_Task instructions_: Retype every one of the rows below word for word, leaving the pictures out of your answer.

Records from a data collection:

>>>>

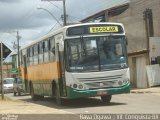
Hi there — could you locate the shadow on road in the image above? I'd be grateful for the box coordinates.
[12,96,126,109]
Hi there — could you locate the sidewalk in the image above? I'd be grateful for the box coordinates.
[131,86,160,93]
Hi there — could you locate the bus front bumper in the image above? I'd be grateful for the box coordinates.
[67,83,130,99]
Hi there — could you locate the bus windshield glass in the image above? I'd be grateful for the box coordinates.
[65,36,127,72]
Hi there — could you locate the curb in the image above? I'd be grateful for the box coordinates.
[131,90,151,94]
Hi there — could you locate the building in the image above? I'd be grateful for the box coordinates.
[81,0,160,88]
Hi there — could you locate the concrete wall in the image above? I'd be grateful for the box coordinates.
[109,0,160,88]
[109,0,160,53]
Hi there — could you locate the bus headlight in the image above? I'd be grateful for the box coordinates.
[123,79,129,85]
[73,84,77,88]
[78,85,83,89]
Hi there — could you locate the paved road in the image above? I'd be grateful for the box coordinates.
[6,93,160,114]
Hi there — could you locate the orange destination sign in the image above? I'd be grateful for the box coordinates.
[90,26,118,33]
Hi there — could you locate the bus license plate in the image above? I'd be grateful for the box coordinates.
[97,91,107,95]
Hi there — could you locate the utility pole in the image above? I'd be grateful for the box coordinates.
[17,31,20,77]
[0,41,4,100]
[63,0,67,26]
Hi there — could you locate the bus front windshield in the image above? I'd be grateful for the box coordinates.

<<<<

_Complete response_:
Hi there — could you locate the shadow on road in the image above? I'd be grateful for the box coordinates.
[12,96,126,109]
Hi there — could you locate the sidewalk in the image above? I'd be grateful for the box coordinates.
[131,86,160,93]
Hi there — could you locate the bus front bumper in the image above? I'd be grateful for the box coordinates.
[67,83,130,99]
Hi there — could you locate the bus windshield glass in the image above? I'd be grateful for the box coordinates.
[65,36,127,72]
Hi there — could you locate the curb in the image above? I'd be grateful for the box coordinates.
[131,90,151,94]
Hi there — could you locate the building in the image above? I'd be grateful for the box coordinates.
[81,0,160,88]
Hi there — could you locate the concrete wall in the image above? I'd be grateful for the box coordinates.
[109,0,160,88]
[109,0,160,53]
Hi there — could you locate the bus headlight in the image above? I'd be grateful for the box coordinates.
[123,79,129,85]
[73,84,77,88]
[78,85,83,89]
Hi there — could you locate the paved road in the image above? I'd be grateful for the box coordinates.
[6,93,160,114]
Hi there — could you locate the orange destination sign in the image above? I'd be grateful for the box coordinates.
[90,26,118,33]
Hi there — could you locate the bus license plate in the image above? I'd be grateful for the box coordinates.
[97,91,107,95]
Hi there — could you locate the utility pole in the image above? I'd be grateful for the box coordinates.
[17,31,20,77]
[0,41,4,100]
[63,0,67,26]
Hi there — could you locate the bus front windshield in the image above? I'd be grateful for the box coordinates.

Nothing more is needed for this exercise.